— Begin RECORDS SHOWN —

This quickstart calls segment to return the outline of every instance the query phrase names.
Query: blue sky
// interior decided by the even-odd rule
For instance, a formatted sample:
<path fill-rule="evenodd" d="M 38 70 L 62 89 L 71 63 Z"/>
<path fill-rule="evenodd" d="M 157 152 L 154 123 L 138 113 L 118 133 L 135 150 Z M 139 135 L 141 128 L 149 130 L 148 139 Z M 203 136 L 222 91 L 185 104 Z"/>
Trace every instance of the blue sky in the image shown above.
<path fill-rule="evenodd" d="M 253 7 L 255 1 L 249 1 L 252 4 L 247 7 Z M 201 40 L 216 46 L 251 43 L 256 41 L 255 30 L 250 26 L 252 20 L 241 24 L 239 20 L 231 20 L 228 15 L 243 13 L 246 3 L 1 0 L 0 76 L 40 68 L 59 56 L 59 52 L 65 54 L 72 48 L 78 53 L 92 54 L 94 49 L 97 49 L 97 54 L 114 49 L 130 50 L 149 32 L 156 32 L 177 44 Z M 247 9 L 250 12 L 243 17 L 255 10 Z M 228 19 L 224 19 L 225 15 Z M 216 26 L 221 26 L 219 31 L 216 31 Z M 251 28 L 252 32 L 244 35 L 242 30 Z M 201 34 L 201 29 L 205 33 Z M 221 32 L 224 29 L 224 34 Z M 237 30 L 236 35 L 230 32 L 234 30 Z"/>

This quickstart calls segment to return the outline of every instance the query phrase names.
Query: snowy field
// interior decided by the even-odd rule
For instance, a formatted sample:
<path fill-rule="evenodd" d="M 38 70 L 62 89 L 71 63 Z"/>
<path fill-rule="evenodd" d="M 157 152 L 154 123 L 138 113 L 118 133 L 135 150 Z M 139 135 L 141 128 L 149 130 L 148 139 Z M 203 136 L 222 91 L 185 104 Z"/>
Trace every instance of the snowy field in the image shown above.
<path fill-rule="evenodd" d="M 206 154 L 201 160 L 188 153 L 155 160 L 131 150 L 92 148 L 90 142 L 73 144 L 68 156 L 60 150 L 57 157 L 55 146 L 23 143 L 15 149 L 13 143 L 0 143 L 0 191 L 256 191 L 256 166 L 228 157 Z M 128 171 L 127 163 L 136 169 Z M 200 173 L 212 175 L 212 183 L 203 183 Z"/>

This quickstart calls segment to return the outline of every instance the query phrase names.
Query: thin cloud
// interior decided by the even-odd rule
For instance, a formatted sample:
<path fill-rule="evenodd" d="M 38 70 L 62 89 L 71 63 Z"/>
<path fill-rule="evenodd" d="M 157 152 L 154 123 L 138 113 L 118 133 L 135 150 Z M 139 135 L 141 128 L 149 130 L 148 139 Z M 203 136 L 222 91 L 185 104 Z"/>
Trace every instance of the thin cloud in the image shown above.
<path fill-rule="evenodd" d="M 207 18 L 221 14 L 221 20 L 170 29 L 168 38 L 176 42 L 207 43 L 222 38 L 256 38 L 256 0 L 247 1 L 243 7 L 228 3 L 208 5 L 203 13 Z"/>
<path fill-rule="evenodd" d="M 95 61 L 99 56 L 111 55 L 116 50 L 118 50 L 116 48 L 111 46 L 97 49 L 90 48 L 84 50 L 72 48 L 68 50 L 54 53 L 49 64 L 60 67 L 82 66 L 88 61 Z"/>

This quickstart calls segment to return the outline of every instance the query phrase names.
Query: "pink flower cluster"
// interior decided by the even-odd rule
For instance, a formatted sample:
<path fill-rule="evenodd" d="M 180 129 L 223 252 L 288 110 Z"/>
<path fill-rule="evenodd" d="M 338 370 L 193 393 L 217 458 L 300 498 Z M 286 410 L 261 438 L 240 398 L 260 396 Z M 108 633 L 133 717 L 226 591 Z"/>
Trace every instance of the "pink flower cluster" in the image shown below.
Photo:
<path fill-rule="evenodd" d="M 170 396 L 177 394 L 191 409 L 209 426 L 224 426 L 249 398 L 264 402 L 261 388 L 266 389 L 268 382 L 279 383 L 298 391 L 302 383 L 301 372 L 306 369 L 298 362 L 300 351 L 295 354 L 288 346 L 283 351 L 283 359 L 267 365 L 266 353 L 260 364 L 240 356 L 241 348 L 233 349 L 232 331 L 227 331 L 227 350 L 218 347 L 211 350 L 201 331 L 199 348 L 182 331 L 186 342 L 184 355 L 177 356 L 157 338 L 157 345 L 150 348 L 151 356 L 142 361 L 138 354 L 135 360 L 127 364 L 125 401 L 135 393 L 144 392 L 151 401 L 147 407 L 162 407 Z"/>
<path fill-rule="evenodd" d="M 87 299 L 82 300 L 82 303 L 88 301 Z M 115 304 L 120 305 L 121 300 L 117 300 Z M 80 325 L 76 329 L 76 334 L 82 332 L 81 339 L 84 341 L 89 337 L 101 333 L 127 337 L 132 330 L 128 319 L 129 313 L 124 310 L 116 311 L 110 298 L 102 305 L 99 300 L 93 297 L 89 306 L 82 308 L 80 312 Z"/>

— End RECORDS SHOWN —

** WORK TO DO **
Express the rows above as a two-column CSV with the header instruction,output, giving one CSV line per row. Put each row's text in the instruction field and its answer in the output field, quoting both fields and replacing every line break with a space.

** OUTPUT OF THE TASK **
instruction,output
"This quickstart calls segment to return the outline of every instance the query phrase names. Query: blue sky // interior decided by the even-odd rule For instance, a formatted sample: <path fill-rule=""evenodd"" d=""M 38 70 L 62 89 L 71 63 Z""/> <path fill-rule=""evenodd"" d=""M 157 152 L 154 123 L 138 113 L 118 133 L 135 150 Z M 139 135 L 141 128 L 149 130 L 148 139 Z M 203 136 L 222 91 L 185 104 Z""/> Trace every instance of the blue sky in the image shown above.","<path fill-rule=""evenodd"" d=""M 253 7 L 255 1 L 249 1 L 252 4 L 247 7 Z M 201 40 L 216 46 L 251 43 L 256 41 L 255 30 L 250 26 L 252 20 L 241 24 L 239 20 L 231 20 L 228 15 L 243 13 L 246 3 L 1 0 L 0 76 L 40 68 L 59 56 L 59 52 L 65 54 L 72 48 L 78 53 L 92 54 L 94 49 L 97 49 L 97 54 L 114 49 L 130 50 L 149 32 L 156 32 L 177 44 Z M 247 9 L 250 12 L 243 17 L 255 10 Z M 228 19 L 224 19 L 225 15 Z M 216 26 L 221 26 L 219 31 L 216 31 Z M 251 28 L 252 32 L 244 35 L 242 30 Z M 201 34 L 201 29 L 205 33 Z M 221 32 L 224 29 L 224 34 Z M 237 30 L 236 35 L 230 32 L 234 30 Z""/>"
"This quickstart calls segment to return the outline of every instance the query phrase names. Query: snowy field // interior decided by the even-odd rule For instance, a formatted sample: <path fill-rule=""evenodd"" d=""M 38 70 L 62 89 L 71 63 Z""/> <path fill-rule=""evenodd"" d=""M 157 152 L 154 123 L 138 113 L 118 133 L 135 150 Z M 139 135 L 141 128 L 149 130 L 148 139 Z M 203 136 L 222 91 L 185 104 Z""/> Trace every instance of the snowy field in the image shown above.","<path fill-rule=""evenodd"" d=""M 206 154 L 201 160 L 188 153 L 155 160 L 131 150 L 92 148 L 90 142 L 73 144 L 68 156 L 60 150 L 57 157 L 55 146 L 23 143 L 15 149 L 13 143 L 0 143 L 0 191 L 256 191 L 256 166 L 228 157 Z M 128 171 L 127 163 L 136 169 Z M 200 173 L 212 175 L 212 183 L 203 183 Z""/>"
"This quickstart calls segment to return the outline of every instance the query phrase names. Query: thin cloud // interior decided by the even-odd rule For instance, a formatted sample: <path fill-rule=""evenodd"" d=""M 38 70 L 62 89 L 71 63 Z""/> <path fill-rule=""evenodd"" d=""M 157 152 L 154 123 L 138 113 L 118 133 L 135 150 Z M 139 135 L 141 128 L 149 130 L 148 139 Z M 203 136 L 222 91 L 185 104 Z""/> Trace every instance of the thin cloud in the image shown above.","<path fill-rule=""evenodd"" d=""M 207 18 L 221 14 L 221 20 L 170 29 L 168 38 L 176 42 L 207 43 L 222 38 L 256 38 L 256 0 L 247 1 L 243 7 L 228 3 L 208 5 L 203 13 Z""/> <path fill-rule=""evenodd"" d=""M 95 61 L 99 56 L 111 55 L 116 50 L 118 50 L 116 48 L 111 46 L 97 49 L 90 48 L 84 50 L 72 48 L 68 50 L 54 53 L 49 64 L 60 67 L 82 66 L 88 61 Z""/>"
"This quickstart calls segment to return the outline of every instance the query phrase names. Query: ""pink flower cluster"" // interior decided by the even-odd rule For instance, a formatted sample: <path fill-rule=""evenodd"" d=""M 180 129 L 223 252 L 288 110 Z""/> <path fill-rule=""evenodd"" d=""M 338 370 L 193 393 L 217 458 L 300 498 Z M 286 410 L 261 438 L 240 398 L 260 396 Z M 108 633 L 133 717 L 226 591 Z""/> Trace every instance of the ""pink flower cluster"" in the image shown below. Photo:","<path fill-rule=""evenodd"" d=""M 170 396 L 177 394 L 191 409 L 209 426 L 224 426 L 249 398 L 264 402 L 261 388 L 266 389 L 268 382 L 279 383 L 298 391 L 302 383 L 301 372 L 306 369 L 298 362 L 300 351 L 295 354 L 288 346 L 283 351 L 283 359 L 267 365 L 266 353 L 260 364 L 240 356 L 241 348 L 233 349 L 232 331 L 227 331 L 227 350 L 218 347 L 211 350 L 201 331 L 199 348 L 182 331 L 186 342 L 184 355 L 177 356 L 157 338 L 157 345 L 150 348 L 151 356 L 142 361 L 138 354 L 135 360 L 127 364 L 125 401 L 135 393 L 144 392 L 151 401 L 147 407 L 162 407 Z""/> <path fill-rule=""evenodd"" d=""M 87 299 L 82 300 L 82 303 L 88 301 Z M 115 304 L 120 305 L 121 300 L 117 300 Z M 80 325 L 76 329 L 76 334 L 82 332 L 81 339 L 84 341 L 89 337 L 101 333 L 127 337 L 132 330 L 128 319 L 129 313 L 124 310 L 116 311 L 110 298 L 102 305 L 99 300 L 93 297 L 89 306 L 82 308 L 80 312 Z""/>"